EXCERPTED RECORDS:
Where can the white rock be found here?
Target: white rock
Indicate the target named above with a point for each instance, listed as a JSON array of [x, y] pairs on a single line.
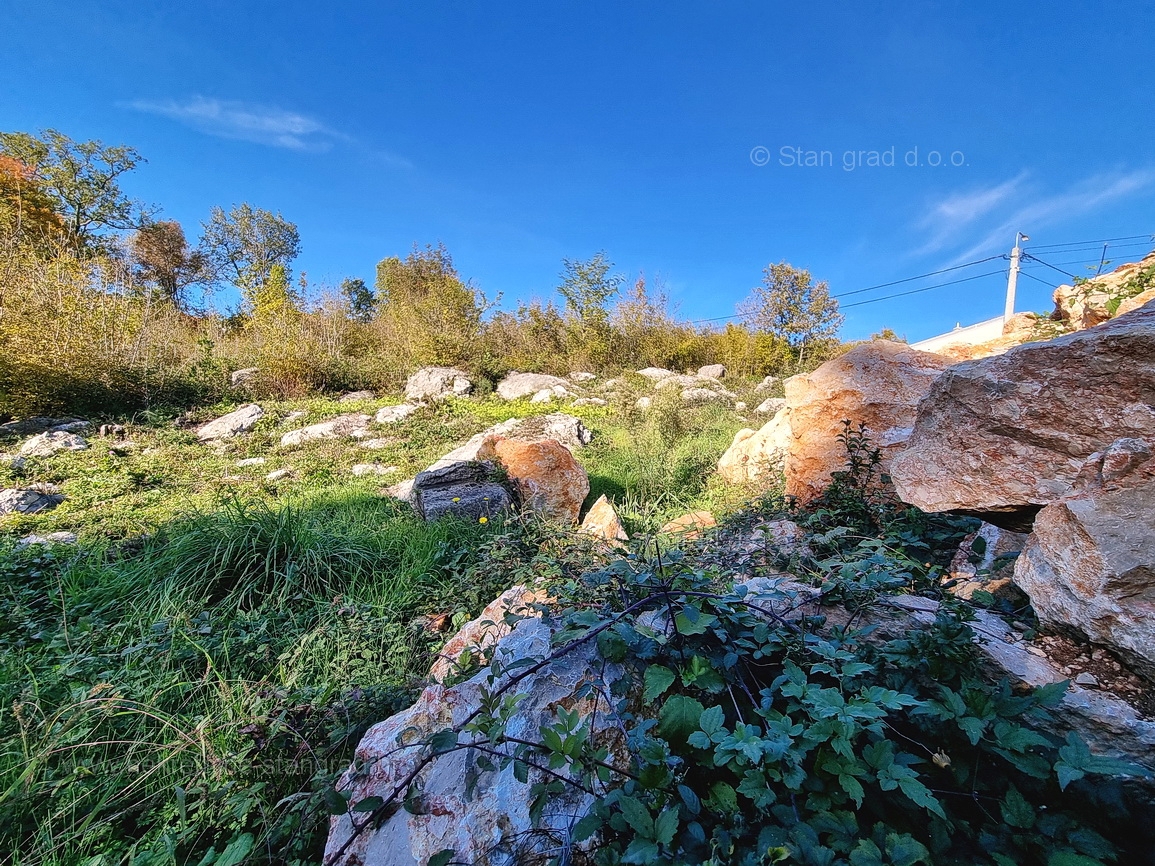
[[363, 469], [239, 420], [49, 539], [351, 426], [392, 415], [45, 445], [516, 386], [437, 383]]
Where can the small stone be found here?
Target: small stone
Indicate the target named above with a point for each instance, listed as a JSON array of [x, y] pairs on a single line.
[[363, 469]]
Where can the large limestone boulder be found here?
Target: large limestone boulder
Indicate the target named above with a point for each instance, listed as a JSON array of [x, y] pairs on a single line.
[[758, 455], [45, 445], [482, 823], [602, 521], [548, 478], [354, 425], [877, 383], [41, 424], [516, 386], [467, 489], [28, 501], [1005, 435], [1089, 562], [237, 422], [438, 382], [1097, 300]]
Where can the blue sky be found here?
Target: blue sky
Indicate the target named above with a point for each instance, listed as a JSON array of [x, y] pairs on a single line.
[[519, 134]]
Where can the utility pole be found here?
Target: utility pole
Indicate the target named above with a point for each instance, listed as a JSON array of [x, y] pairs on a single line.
[[1013, 277]]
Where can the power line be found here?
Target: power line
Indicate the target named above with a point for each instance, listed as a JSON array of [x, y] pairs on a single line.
[[924, 289], [873, 288], [1097, 240], [1037, 280], [1036, 259]]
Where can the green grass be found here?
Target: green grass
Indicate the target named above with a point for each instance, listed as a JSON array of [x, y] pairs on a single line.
[[198, 671]]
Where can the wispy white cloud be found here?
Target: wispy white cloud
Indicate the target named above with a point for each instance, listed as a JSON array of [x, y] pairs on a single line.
[[244, 121], [984, 221]]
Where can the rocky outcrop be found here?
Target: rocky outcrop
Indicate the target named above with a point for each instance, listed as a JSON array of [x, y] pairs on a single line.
[[486, 823], [878, 385], [237, 422], [1100, 299], [356, 396], [243, 376], [690, 525], [548, 479], [468, 489], [1001, 437], [602, 521], [770, 405], [392, 415], [354, 425], [45, 445], [28, 501], [437, 383], [758, 455], [1089, 564], [39, 424], [516, 386], [985, 564]]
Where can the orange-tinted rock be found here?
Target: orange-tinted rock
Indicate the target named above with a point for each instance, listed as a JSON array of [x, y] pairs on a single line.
[[548, 478], [688, 525], [601, 521], [877, 383]]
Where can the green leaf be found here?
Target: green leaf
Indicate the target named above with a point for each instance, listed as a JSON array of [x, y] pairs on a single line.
[[1070, 858], [918, 793], [336, 803], [1016, 811], [370, 804], [854, 788], [638, 816], [237, 850], [657, 679], [442, 740], [587, 827], [699, 625], [665, 827], [679, 717]]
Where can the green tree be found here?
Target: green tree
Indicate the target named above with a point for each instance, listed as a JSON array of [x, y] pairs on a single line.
[[165, 262], [245, 244], [359, 299], [429, 314], [791, 306], [587, 288], [81, 179]]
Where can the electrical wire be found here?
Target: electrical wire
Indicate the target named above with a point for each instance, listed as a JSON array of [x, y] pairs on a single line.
[[1083, 243], [916, 291], [1037, 280], [873, 288]]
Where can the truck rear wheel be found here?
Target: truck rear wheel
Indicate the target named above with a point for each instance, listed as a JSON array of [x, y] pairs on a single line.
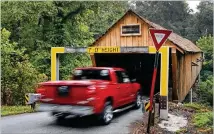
[[107, 114]]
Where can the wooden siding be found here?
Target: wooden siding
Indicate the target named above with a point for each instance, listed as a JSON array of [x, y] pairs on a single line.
[[113, 36], [188, 73], [185, 74]]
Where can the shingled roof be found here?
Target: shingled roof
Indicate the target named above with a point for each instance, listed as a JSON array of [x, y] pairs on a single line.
[[183, 43]]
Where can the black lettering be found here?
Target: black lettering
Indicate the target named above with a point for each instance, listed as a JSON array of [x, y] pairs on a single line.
[[115, 50]]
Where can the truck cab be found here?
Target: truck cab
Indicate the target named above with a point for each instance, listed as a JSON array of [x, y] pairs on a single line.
[[93, 90]]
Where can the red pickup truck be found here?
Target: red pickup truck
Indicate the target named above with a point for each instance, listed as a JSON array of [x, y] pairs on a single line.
[[92, 91]]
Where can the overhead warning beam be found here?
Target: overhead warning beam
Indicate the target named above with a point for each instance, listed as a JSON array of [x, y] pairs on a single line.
[[107, 49]]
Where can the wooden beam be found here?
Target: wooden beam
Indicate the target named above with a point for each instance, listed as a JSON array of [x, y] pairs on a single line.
[[93, 60], [174, 75]]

WHAT NEEDS TO BE DONE:
Rewrite the records from the very beginning through the line containing "382], [1097, 300]]", replacing "limestone" with "granite" and keeping everything else as it is. Leave the pictures out.

WRITTEN SOLUTION:
Where can the white rock be found here?
Target: white rock
Indicate the target named above with a point for each instance, listed as a JSON array of [x, y] pairs on a single line.
[[363, 469], [239, 420], [49, 539], [351, 426], [392, 415], [45, 445], [516, 386], [437, 383]]
Where can the small stone be found here?
Target: small stone
Indicate the target named above with a point for each instance, listed as a JSON array of [x, y] pairs on a single line.
[[363, 469]]
Where can the large granite boulder be found here?
Target: large granite boulder
Indicate the target named above with a point for each instance, listed as a JSON array of [x, y] pairs on a single line.
[[758, 455], [45, 445], [482, 823], [602, 521], [548, 478], [354, 425], [877, 383], [41, 424], [516, 386], [467, 489], [28, 501], [1005, 435], [1089, 562], [237, 422], [438, 382], [1097, 300]]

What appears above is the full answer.